::: Exercise data :::
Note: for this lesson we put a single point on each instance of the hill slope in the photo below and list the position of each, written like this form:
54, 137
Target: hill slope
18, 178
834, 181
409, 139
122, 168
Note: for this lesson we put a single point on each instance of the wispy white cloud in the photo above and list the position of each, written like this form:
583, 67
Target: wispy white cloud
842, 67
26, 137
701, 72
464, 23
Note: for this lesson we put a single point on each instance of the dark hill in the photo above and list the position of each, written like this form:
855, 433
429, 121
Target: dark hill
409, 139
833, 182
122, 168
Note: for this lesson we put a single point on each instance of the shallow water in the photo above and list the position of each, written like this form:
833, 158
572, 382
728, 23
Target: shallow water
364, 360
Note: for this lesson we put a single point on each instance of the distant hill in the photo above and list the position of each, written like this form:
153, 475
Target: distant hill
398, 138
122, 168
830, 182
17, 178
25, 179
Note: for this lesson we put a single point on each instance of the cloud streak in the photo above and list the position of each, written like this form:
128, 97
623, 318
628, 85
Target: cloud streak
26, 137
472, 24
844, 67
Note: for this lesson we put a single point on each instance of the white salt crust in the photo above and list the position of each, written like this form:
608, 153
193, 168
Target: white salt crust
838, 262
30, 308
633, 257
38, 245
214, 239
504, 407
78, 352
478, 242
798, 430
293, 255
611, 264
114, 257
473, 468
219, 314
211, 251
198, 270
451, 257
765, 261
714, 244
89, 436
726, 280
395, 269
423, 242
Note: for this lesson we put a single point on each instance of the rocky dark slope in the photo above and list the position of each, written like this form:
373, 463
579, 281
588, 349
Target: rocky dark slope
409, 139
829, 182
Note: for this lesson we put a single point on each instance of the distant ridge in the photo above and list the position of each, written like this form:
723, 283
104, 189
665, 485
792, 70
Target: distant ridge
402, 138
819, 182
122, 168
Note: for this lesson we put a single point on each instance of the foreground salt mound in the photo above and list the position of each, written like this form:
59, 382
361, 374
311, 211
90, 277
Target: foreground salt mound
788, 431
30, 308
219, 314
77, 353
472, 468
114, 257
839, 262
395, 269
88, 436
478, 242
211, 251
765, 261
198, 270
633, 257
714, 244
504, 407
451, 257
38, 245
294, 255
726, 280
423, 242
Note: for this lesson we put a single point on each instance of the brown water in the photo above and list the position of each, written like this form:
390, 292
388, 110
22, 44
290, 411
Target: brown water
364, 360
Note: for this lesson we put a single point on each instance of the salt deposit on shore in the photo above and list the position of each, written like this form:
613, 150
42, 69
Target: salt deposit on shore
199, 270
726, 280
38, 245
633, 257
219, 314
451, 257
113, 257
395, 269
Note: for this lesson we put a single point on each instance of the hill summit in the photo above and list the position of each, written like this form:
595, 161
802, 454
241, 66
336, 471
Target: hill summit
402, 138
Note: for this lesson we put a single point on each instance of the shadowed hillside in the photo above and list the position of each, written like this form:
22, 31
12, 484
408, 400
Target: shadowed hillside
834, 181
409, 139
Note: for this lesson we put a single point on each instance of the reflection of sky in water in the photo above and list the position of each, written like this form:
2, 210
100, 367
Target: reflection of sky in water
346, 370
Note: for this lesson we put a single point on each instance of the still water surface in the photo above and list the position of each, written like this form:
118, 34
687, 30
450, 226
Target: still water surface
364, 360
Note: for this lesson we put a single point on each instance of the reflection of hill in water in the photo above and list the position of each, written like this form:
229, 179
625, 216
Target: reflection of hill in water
:::
> [Task directions]: Would you retype the lines of the data above, from the one holding "Target: shadowed hillside" through its final line, exactly and without adding any other line?

> [Result for this task]:
Target: shadowed hillside
834, 181
409, 139
Note: for this lesson we put a single point on each instance of the reflection of sky in water in the photo above and list the position of each, written like this form:
2, 210
100, 367
Target: reflection of sky in water
346, 370
Note: for this lesson we put a single point on each instance of the still water surface in the photo above and list the position of each, written like this form:
118, 34
687, 30
450, 226
Target: still water surface
364, 360
Note: for this lesson we put a single point on each instance of the reflection of hill in water in the photo above and list the position of each, written like this form:
229, 179
625, 216
Target: reflection of hill in water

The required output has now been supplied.